## Source material:
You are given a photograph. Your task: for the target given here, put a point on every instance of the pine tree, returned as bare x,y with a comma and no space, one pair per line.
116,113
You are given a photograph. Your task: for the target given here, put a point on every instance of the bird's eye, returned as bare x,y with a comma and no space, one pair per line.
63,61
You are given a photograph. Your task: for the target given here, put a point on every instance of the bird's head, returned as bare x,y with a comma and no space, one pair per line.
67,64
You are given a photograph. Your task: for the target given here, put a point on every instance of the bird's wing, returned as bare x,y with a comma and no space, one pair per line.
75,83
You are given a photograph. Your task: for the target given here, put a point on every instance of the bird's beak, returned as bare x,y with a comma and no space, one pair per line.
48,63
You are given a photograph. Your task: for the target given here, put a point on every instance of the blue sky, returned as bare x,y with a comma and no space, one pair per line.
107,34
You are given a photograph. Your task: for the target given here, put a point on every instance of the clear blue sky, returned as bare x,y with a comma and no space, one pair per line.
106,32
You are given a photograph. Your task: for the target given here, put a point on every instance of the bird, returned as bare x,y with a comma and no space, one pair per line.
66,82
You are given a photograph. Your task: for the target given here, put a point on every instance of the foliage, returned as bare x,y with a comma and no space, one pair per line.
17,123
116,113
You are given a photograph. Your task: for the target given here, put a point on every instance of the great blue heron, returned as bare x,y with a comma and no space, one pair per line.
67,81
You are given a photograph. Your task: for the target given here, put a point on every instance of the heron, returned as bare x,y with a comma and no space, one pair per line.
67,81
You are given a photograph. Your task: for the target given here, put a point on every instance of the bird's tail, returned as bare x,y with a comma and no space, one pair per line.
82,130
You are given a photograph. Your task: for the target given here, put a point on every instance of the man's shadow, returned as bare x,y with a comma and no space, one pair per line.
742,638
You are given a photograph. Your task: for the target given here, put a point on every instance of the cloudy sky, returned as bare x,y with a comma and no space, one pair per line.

## Work instruction:
At the line with "bird's beak, returned", start returning lines exactly, and stop after the final line of the listing.

## Solution to this exercise:
You are given a photograph. Your task: for the target given here, put a point on every instance of the bird's beak, returned as bare x,y with a comma and no space, one pair per line.
48,63
You are given a photograph. Your task: for the target given here, put a point on every instance of the blue sky, returned as bare x,y with a comma and no space, one pair per line.
107,34
You are given a photograph. Your task: for the target given here, put a point on every instance of the clear blue sky, returned as bare x,y with a comma and no space, one pair per line.
106,32
You are given a photograph. Your task: for the target given here, put a point on every instance of the bird, returned as bare x,y with a comma and no space, one pair per line.
66,82
You are given a photograph. Your task: for the target given here, put a point on every instance of the foliage, returned as bare x,y with a comma and no space, one pair per line.
17,123
116,113
You are given a photograph. Your task: for the target given here, put a point on every instance of the great blue heron, returned as bare x,y with a comma and no space, one pair per line.
67,81
You are given a photograph. Your task: for the target given here, put a point on every instance of the heron, returned as bare x,y with a comma and no space, one pair per line.
67,81
You are given a photograph. Your task: for the target given here, put a point on every instance of the bird's tail, returned as bare x,y with a comma and no space, one pair per line.
82,130
You are given a photograph. Your task: for the target given here, put a point on every instance of the man's shadow, returned as bare x,y with a comma and no space, one pair per line.
742,638
You are given a photograph. Your task: for the target given here, put a point on every instance of the cloudy sky, returned as bare x,y with a comma and no space, one pair per line.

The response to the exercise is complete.